Omit the pictures, but give back every entry below exactly as written.

--- START ---

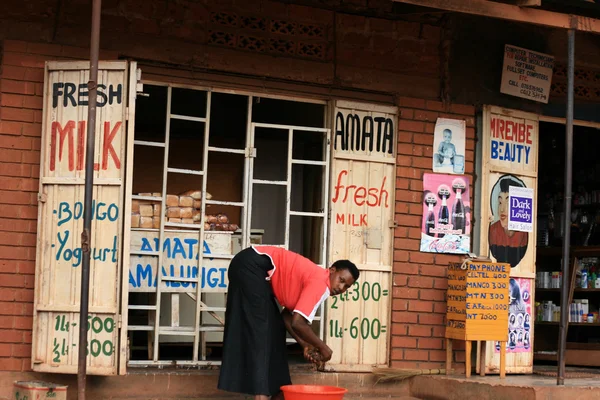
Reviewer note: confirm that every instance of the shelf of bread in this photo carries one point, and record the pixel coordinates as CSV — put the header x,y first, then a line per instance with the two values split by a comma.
x,y
182,208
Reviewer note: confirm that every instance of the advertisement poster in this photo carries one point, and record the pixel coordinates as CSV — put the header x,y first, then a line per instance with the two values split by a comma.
x,y
446,224
506,245
449,141
520,216
519,317
527,74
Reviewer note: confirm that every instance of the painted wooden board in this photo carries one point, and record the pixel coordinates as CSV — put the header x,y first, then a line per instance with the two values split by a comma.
x,y
362,207
510,158
60,220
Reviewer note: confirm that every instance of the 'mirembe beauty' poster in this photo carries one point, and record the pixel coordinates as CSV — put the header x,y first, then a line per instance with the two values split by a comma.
x,y
446,226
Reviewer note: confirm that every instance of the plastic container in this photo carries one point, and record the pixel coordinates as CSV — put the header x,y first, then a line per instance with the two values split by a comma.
x,y
313,392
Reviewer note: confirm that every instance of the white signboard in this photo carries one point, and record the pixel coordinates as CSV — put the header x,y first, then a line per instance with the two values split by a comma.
x,y
527,74
520,216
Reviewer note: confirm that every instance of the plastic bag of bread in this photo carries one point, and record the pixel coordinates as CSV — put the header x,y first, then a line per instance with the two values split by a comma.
x,y
196,194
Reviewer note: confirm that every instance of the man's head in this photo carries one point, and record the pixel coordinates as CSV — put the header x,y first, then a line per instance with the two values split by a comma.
x,y
447,135
342,274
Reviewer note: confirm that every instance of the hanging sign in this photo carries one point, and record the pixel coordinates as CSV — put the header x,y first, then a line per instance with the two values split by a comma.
x,y
477,301
446,220
520,215
527,74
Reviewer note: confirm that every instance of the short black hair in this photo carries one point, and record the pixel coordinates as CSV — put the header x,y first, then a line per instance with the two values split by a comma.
x,y
348,265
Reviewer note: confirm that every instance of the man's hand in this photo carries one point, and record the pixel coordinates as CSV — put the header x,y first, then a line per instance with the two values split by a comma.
x,y
326,353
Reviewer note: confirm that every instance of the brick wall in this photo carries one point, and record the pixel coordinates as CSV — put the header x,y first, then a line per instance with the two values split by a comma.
x,y
420,283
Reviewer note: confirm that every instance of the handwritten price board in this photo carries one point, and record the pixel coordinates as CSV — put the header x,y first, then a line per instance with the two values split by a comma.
x,y
477,301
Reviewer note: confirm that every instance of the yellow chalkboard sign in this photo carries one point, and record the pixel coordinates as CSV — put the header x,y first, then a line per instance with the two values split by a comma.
x,y
477,301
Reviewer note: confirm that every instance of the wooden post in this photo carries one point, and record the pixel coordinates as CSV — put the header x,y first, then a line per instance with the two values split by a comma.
x,y
502,360
448,355
468,358
482,358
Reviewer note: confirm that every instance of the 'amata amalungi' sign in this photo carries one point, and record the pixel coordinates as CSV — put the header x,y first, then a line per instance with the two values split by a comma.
x,y
527,74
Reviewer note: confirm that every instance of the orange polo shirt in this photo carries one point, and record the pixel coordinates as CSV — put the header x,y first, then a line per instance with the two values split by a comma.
x,y
298,283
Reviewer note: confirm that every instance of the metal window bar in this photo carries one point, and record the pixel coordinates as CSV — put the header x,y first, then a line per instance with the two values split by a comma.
x,y
288,183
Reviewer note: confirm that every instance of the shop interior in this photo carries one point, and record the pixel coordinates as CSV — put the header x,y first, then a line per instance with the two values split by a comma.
x,y
583,339
258,186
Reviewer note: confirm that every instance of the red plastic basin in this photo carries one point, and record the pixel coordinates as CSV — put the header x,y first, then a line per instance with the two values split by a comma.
x,y
313,392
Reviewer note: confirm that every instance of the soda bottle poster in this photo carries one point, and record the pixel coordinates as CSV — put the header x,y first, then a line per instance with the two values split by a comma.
x,y
446,224
520,322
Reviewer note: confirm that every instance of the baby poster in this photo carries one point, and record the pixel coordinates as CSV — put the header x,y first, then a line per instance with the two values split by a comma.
x,y
519,317
446,223
449,140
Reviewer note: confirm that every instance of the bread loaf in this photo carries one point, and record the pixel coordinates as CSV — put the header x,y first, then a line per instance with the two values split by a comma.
x,y
173,212
186,201
187,212
172,200
146,222
146,210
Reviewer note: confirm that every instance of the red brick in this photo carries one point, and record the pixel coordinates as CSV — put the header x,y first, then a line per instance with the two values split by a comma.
x,y
404,160
400,280
400,255
462,109
419,330
401,208
10,280
427,343
434,270
24,323
435,295
441,283
421,258
21,350
435,106
10,336
7,321
399,305
406,244
24,295
420,282
404,342
424,138
404,317
420,306
19,87
399,329
414,233
406,268
406,113
437,355
431,319
411,102
10,364
423,115
411,126
408,196
416,355
404,293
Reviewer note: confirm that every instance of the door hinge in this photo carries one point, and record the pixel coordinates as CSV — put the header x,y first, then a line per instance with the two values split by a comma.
x,y
250,152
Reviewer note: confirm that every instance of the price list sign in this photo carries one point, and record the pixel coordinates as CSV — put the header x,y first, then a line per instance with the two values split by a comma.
x,y
477,301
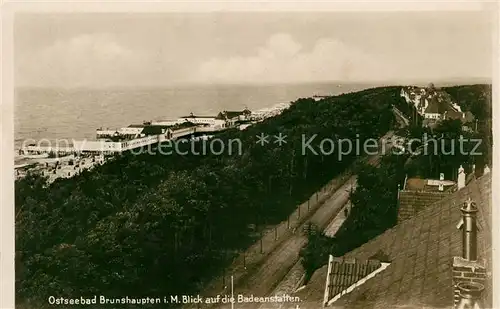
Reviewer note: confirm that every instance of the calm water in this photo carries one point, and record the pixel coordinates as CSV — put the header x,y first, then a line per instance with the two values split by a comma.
x,y
76,114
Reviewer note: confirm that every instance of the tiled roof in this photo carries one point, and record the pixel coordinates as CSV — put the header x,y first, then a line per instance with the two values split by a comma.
x,y
345,273
412,202
421,250
419,184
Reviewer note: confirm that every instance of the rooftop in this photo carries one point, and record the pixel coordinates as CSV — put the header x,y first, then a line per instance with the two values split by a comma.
x,y
421,251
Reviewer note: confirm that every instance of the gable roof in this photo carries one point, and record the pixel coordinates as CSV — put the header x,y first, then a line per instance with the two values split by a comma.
x,y
421,250
412,202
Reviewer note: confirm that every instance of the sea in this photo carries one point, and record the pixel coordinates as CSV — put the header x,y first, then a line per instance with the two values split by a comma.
x,y
75,114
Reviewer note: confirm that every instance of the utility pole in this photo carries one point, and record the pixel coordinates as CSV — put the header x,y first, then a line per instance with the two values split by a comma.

--- END ---

§ **ANSWER SECTION**
Reviewer note: confirm that every instance of the shelf of bread in this photo carries one point, and record the pixel coordinates as CSV — put the header x,y first, then a line per instance with the two values split by a comma.
x,y
182,208
Reviewer note: confirm that every instance of the advertisement poster in this photo carries one point, and record the pixel coordinates as CSV — put the header x,y first, then a line per instance with the two values split by a comma.
x,y
446,224
506,245
449,141
520,216
519,317
527,74
Reviewer note: confirm that every instance of the painted wooden board in this photo carries one point, and record the pixel coordinates as CSV — put the header x,y first, then a line per instance with the two values split by a comma.
x,y
362,207
510,158
60,220
Reviewer note: confirm that every instance of the 'mirembe beauty' poster in this photo carries one point, and record the pixel coordinates as CSV — put the header x,y first, then a line per instance with the two values split by a comma.
x,y
446,226
Reviewer note: confirm that every instance of the plastic container in this photo carries one point, and record the pixel coordinates as CSV — put the header x,y first, then a line per instance with the two values split by a comma.
x,y
313,392
Reviewer note: confirm that every instance of the white signboard in this photo carries one point, and record the pixel coordinates as CSV — put the header x,y first, then a line per instance with the two values split by a comma.
x,y
527,74
520,216
Reviewer note: confirm that every instance of the plastic bag of bread in this photo carries one point, and record the pixel coordinates as CSV — put the header x,y first, then a line per instance with the two values split by a comma.
x,y
196,194
Reviewer note: confirm that every instance of the man's head in this photo carries one point, and record the pixel coordinates as CSV — put the header x,y first, then a line per instance with the two values split by a comma.
x,y
447,135
342,274
Reviewer note: confirm that every instance of the hanging sign in this photo carries one point, and record the pixel coordinates as CSV — put the header x,y first, then a line per instance with the two values split by a comma.
x,y
477,301
446,220
520,215
527,74
Reviewer note: confirm that every instance of the short black hair in this photo carries one point, and record the pixel coordinates as CSV — put the header x,y first, then a line per instance with the two values split by a comma.
x,y
348,265
Reviewer note: confirm that every instance of the man's hand in this photo carries one point, and record the pixel coordinates as CSV — put the header x,y first, then a line per instance with the two values split by a comma.
x,y
326,353
Reviewer note: confirm that every instance of the brick wall in this photo carries one point, and record the pixel coordinates as CSV — put the header x,y first, then a line per instance with the two values split by a comma.
x,y
420,283
Reviewer note: confirm that every instance of the handwritten price board in this photo carries one point, and record the pixel coordinates as CSV — put the header x,y first, then a line per instance with the two values split by a comma.
x,y
477,301
Reviewer note: confirm that every instance of the yellow chalkboard sign in this photo carries one point, and record the pixel coordinates as CSV — put the header x,y first, then a line per instance with the two values split by a comma.
x,y
477,301
Reviewer note: confirm that every instance of the wooden post in this photo carries one point, and record the pixel coordinates as CSV — put the header x,y first, then a line per instance with the two values split by a comma.
x,y
502,360
448,355
468,358
482,358
Reviewer note: confirm that every instance of the 'amata amalungi' sign in this photo carries one point, and record the pixel coordinates as CSV — put the header x,y first, then a line per instance with the two values split by a comma.
x,y
527,74
Reviewer note: confirm that every instance of the orange polo shirt in this photo carries one point, and record the pixel coordinates as CSV — put the header x,y first, then a line per instance with the two values split by a comma.
x,y
298,283
Reviewer note: confirm that every instance of the metal window bar in this photo carries one point, and record the pixel coordinates as CSV — put the header x,y first, then a line per instance with the two values split by a comma.
x,y
288,183
Reviewer note: confirm that every instance of the shop interior in this photo carries one point, and record the pixel coordinates as CSV — put the header x,y first, then a line per instance with the two values split by a comma.
x,y
583,339
258,186
Reviewer note: confirm that every instance of the red plastic basin in this photo carries one point, and record the pixel coordinates as CSV — put the header x,y first, then a line per instance with the two values split by a comma.
x,y
313,392
Reviewer note: confirm that every instance of the soda bottle poster in this photo carries one point, and record the pixel coordinates as CSV — put the header x,y first, then a line per instance with the two values split by a comma.
x,y
446,224
520,322
Reviewer note: confirm that every instance of the baby poster in this photo carries one point, and record the pixel coordinates as CSV — put the header x,y first, then a line per instance with the two values split by a comma.
x,y
519,317
446,223
449,140
Reviewer note: confirm that every instance of the bread loaf in this photo carries one point, and record the pixel coordinates as CSV — put the header x,y first, then a line per instance with the two values split by a comma.
x,y
173,212
186,201
187,212
172,200
146,222
146,210
Reviewer note: confirm that every instance of the red brick in this photo carries one point, and record the pixel coordinates as CSV — put the header x,y first, then a line per instance with the two values split by a comma.
x,y
404,160
400,280
400,255
462,109
419,330
401,208
10,280
427,343
434,270
24,323
435,295
441,283
421,258
21,350
435,106
10,336
7,321
399,305
406,244
24,295
420,282
404,342
424,138
404,317
420,306
19,87
399,329
414,233
406,268
406,113
437,355
431,319
411,102
10,364
423,115
411,126
408,196
416,355
404,293
Reviewer note: confirm that every instance of the door hinge in this photo carries one point, and record the pixel coordinates as CSV — put the header x,y first, then a line per instance with the two values split by a comma.
x,y
250,152
Reviewer note: confirm that every instance of the price list sign in this photo carries one point, and record the pixel coordinates as CSV — put the header x,y first, then a line per instance with the two values split by a comma.
x,y
477,301
Reviewer note: confirm that every instance of the calm water in this photo carries one point, and record the pixel coordinates as CSV — put the header x,y first, then a line per instance with the two values split by a comma.
x,y
76,114
Reviewer note: confirm that every instance of the tiled roof in this photo carries one point, and record the pixel coordinates as CSV — put the header x,y first, then a line per instance with the two values split by a comma.
x,y
345,273
412,202
421,250
419,184
Reviewer note: confirm that every instance of the rooftop in this photo carries one point, and record the pixel coordinates as CSV — put the header x,y first, then a line per instance with the two values split by a comma.
x,y
421,251
Reviewer note: confirm that every instance of the gable roof in this photo carries one point, and record the pixel coordinates as CSV — put the header x,y first, then a line per instance with the two values split by a comma.
x,y
421,250
412,202
Reviewer note: confirm that every instance of the sea in this photo carries one point, and record the pixel coordinates as CSV — put the header x,y first, then a line per instance with the two values split by a comma.
x,y
75,114
Reviewer note: confirm that every instance of the utility pole in this photo carries one point, and record the pixel coordinates as CSV — put the header x,y first, then a line per instance with the two values split by a comma.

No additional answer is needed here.